What you should do:
In the listing below, how many lines contain the string "vintage"? Reply with only the number.
[Begin]
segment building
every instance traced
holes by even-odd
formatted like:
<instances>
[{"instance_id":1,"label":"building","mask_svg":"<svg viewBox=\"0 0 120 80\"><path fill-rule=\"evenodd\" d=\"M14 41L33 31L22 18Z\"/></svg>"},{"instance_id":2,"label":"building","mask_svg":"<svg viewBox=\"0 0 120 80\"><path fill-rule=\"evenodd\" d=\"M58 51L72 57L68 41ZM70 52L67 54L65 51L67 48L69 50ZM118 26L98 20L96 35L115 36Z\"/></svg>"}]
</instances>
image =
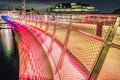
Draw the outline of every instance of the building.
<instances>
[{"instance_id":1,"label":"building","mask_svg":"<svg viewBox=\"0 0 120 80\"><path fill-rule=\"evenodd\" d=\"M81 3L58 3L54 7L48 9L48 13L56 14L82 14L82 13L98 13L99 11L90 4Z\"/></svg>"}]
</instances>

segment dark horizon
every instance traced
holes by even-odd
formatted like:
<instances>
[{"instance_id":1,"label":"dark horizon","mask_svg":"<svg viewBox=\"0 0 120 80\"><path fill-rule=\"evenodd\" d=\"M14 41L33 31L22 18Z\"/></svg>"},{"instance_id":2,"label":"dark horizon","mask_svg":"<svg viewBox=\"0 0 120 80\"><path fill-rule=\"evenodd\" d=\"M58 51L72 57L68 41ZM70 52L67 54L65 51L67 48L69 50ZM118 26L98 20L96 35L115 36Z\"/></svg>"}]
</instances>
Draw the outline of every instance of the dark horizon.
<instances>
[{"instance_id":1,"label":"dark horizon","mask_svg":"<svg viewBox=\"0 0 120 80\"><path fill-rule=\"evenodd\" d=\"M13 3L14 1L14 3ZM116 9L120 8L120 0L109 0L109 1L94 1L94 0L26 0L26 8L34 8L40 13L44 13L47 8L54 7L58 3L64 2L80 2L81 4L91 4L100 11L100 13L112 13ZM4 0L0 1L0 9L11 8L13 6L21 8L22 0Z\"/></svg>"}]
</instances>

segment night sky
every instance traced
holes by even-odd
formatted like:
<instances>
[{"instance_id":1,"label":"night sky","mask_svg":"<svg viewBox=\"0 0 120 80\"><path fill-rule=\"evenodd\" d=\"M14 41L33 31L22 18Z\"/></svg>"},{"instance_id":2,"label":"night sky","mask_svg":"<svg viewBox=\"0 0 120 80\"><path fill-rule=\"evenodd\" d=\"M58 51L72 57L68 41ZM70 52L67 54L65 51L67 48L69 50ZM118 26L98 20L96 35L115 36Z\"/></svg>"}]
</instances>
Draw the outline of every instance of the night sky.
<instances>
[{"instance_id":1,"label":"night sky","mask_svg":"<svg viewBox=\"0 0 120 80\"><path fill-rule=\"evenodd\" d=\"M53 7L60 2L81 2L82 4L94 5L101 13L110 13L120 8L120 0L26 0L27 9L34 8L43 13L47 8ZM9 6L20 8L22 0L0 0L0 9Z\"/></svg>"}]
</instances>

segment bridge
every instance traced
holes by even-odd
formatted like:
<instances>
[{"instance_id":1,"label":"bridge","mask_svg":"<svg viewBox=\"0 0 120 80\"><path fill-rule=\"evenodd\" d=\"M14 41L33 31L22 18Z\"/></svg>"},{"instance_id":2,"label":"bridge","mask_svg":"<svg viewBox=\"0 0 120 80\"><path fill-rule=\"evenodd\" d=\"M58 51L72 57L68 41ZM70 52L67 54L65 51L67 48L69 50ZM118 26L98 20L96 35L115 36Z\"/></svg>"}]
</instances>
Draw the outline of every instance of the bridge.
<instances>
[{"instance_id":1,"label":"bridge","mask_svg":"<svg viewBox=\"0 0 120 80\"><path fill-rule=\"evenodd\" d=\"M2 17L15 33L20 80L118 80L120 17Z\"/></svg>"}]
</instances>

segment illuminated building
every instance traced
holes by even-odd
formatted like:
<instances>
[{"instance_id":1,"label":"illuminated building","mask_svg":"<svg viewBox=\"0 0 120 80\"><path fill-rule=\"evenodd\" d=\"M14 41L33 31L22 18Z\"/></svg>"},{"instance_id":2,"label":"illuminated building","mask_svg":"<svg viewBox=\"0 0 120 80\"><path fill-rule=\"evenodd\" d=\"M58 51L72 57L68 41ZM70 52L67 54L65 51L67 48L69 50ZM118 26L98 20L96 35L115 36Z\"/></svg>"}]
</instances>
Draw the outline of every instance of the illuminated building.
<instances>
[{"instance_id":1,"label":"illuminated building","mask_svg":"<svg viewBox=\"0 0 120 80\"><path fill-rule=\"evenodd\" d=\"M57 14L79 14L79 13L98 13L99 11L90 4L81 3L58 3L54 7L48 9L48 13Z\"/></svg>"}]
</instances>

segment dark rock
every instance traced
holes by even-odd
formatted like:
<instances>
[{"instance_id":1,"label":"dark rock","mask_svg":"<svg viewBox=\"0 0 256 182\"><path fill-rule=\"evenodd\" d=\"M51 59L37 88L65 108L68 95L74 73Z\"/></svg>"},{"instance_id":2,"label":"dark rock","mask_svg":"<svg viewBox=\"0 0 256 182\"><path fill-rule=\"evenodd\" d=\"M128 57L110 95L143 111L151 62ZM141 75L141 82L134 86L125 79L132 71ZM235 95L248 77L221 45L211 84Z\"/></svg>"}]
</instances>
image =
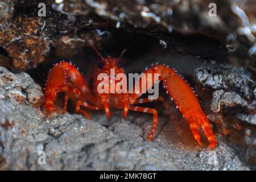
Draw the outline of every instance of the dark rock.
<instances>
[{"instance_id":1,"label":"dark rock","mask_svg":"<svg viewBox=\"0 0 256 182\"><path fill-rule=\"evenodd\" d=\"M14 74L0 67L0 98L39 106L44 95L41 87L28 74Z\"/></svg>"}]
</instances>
[End]
[Begin]
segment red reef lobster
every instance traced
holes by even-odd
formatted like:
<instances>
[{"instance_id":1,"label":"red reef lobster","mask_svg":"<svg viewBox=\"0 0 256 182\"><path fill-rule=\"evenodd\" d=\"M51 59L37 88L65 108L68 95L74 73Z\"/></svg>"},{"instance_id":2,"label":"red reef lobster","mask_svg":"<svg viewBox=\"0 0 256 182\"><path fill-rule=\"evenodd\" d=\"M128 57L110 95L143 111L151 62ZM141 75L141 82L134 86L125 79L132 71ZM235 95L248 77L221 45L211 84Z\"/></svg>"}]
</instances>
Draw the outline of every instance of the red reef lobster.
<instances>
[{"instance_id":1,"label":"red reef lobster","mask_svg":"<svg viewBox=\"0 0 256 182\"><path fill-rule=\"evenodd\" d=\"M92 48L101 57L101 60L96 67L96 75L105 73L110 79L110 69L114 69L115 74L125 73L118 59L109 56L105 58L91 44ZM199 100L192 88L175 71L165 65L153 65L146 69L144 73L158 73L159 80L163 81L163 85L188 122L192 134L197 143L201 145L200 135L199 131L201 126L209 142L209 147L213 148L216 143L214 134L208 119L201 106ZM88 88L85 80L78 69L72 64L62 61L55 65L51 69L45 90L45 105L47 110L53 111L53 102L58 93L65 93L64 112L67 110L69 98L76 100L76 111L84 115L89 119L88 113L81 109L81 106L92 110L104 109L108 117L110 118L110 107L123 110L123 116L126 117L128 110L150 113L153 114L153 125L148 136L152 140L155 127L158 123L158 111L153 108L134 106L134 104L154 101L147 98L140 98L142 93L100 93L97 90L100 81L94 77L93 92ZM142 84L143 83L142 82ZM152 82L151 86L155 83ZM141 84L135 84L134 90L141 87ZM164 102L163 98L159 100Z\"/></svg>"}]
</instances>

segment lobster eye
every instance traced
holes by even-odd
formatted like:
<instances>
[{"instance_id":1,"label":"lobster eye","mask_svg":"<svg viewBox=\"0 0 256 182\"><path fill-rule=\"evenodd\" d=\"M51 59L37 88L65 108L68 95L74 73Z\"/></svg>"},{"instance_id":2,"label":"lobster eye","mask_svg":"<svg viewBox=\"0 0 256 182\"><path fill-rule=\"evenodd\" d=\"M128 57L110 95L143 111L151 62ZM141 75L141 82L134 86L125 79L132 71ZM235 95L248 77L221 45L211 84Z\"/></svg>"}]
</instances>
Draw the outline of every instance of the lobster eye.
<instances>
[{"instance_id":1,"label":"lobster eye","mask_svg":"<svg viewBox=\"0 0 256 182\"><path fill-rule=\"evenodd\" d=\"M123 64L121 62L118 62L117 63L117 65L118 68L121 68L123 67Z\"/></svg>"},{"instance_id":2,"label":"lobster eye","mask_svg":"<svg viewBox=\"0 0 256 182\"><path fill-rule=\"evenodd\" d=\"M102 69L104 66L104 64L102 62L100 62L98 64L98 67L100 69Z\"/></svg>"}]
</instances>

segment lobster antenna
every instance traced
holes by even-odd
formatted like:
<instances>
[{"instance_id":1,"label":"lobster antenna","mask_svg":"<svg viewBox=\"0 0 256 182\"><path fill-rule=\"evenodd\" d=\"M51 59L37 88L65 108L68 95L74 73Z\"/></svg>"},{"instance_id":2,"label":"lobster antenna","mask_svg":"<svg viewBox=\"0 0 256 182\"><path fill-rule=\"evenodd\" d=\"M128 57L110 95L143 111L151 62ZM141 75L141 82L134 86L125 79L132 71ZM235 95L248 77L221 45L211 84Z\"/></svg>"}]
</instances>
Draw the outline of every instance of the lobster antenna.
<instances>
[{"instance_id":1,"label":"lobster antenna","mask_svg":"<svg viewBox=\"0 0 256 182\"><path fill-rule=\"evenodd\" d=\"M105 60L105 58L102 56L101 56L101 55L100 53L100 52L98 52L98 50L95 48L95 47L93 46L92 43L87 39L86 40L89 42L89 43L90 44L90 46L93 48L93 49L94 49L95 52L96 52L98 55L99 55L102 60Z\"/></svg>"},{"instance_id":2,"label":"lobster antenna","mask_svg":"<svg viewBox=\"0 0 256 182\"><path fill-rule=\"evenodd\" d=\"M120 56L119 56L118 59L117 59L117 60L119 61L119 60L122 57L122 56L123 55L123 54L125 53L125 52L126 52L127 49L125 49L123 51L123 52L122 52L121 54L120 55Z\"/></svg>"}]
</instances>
[End]
[Begin]
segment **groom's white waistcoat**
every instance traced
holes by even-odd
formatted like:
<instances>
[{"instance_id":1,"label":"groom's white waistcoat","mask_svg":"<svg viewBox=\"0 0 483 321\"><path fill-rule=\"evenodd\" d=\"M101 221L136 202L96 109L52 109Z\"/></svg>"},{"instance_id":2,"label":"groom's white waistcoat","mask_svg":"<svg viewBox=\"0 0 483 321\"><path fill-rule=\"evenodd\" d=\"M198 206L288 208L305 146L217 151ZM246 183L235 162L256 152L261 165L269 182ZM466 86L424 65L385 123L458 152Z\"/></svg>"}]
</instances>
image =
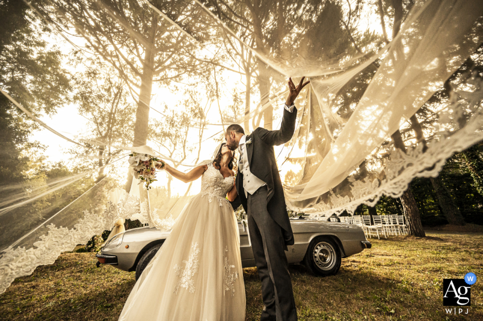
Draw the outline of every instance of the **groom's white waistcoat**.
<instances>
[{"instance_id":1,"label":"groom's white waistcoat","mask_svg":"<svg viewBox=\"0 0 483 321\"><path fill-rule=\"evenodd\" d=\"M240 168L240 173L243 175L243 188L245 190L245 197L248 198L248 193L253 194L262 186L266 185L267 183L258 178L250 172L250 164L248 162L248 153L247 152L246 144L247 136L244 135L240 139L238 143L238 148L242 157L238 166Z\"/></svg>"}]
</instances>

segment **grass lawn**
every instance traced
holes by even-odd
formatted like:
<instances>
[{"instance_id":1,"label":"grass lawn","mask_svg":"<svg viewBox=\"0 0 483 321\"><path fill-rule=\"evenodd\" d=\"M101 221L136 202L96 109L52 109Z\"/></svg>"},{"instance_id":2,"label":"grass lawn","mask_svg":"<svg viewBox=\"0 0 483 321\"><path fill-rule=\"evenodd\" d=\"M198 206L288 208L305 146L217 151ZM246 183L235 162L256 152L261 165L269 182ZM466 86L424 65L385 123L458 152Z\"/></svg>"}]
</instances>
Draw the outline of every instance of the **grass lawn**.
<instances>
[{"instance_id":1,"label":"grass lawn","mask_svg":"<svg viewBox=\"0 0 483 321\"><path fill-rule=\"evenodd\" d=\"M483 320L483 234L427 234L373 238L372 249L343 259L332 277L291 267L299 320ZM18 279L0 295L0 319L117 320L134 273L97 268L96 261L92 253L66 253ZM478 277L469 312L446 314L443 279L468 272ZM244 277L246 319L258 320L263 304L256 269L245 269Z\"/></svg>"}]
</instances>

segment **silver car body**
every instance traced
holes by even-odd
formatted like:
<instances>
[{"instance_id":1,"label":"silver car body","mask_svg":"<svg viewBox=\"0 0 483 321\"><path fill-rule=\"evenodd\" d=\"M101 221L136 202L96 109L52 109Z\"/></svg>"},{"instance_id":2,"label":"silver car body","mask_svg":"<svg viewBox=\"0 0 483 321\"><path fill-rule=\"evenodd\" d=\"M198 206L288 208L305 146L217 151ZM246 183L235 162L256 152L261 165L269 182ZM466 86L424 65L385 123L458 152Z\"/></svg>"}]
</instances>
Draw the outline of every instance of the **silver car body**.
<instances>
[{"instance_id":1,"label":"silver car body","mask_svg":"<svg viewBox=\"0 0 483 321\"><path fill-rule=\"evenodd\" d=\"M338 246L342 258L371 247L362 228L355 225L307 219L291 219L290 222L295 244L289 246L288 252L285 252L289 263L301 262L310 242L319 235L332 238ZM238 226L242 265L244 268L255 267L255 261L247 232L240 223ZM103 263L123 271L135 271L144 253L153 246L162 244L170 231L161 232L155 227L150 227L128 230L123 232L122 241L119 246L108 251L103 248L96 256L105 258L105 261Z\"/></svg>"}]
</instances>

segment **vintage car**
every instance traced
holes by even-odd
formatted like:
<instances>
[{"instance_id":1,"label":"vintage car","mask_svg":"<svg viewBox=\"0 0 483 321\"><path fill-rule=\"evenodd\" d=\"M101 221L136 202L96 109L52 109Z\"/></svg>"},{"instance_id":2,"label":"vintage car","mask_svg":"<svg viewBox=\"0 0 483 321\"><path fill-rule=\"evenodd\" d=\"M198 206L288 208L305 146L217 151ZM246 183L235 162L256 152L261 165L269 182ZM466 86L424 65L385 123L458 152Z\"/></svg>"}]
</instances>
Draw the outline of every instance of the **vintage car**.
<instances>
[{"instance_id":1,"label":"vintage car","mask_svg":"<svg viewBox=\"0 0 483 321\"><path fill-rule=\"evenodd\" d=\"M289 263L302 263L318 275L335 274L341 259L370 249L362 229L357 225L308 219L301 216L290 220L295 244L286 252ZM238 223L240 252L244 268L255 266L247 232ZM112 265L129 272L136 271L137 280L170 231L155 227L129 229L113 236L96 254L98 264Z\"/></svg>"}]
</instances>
[End]
Worked answer:
4